#### What the task asks
Count the lines in the records below that contain the string "tall". Reply with the number alone.

#### Data for processing
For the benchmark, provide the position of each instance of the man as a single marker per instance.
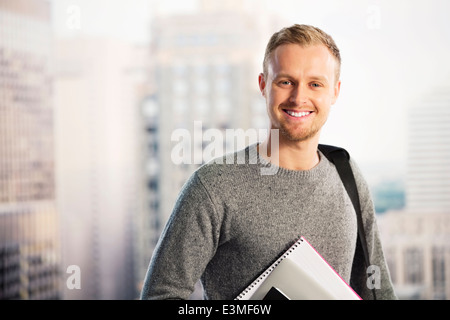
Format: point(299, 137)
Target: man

* * *

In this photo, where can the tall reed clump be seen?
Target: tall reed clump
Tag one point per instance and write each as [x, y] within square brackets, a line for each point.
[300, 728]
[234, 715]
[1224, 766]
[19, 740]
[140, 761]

...

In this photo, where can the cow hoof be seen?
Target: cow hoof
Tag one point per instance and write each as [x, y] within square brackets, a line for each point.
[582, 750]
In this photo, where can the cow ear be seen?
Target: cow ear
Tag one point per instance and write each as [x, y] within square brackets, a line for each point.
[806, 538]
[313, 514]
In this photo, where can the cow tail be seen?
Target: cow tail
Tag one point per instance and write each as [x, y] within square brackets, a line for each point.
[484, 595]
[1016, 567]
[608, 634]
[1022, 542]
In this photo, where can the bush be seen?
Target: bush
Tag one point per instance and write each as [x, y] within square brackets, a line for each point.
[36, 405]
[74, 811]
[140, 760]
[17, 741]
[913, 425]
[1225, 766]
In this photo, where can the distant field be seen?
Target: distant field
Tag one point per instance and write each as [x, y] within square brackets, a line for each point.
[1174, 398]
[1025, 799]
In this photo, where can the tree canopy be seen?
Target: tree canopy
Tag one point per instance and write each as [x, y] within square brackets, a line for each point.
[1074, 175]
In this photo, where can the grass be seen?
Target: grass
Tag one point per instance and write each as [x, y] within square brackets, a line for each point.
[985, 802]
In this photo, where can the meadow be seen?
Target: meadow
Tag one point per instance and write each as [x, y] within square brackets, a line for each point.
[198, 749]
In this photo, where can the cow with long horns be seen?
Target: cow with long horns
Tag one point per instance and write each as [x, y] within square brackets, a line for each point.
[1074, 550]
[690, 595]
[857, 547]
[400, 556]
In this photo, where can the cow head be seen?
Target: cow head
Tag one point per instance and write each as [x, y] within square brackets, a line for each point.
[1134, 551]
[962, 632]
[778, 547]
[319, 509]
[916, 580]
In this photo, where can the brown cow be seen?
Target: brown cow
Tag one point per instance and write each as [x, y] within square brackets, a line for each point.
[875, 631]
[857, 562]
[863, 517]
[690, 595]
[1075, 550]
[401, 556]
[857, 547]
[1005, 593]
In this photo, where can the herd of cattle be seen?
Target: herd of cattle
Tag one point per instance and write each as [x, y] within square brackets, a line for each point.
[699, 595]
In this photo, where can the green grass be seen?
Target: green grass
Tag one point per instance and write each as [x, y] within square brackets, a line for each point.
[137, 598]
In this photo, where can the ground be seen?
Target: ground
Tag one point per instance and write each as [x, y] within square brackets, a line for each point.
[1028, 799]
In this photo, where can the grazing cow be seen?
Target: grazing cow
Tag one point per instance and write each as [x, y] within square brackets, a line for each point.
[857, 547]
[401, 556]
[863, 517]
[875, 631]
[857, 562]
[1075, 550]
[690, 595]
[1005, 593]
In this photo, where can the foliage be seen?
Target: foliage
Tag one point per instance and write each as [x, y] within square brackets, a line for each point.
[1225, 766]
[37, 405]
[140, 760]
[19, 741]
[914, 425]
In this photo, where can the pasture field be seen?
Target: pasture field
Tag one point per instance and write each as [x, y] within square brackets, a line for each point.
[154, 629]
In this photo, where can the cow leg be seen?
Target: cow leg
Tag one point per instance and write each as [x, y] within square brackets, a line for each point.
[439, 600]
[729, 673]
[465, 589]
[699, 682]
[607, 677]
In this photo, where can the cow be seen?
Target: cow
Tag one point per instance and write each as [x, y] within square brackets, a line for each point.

#### Exercise solution
2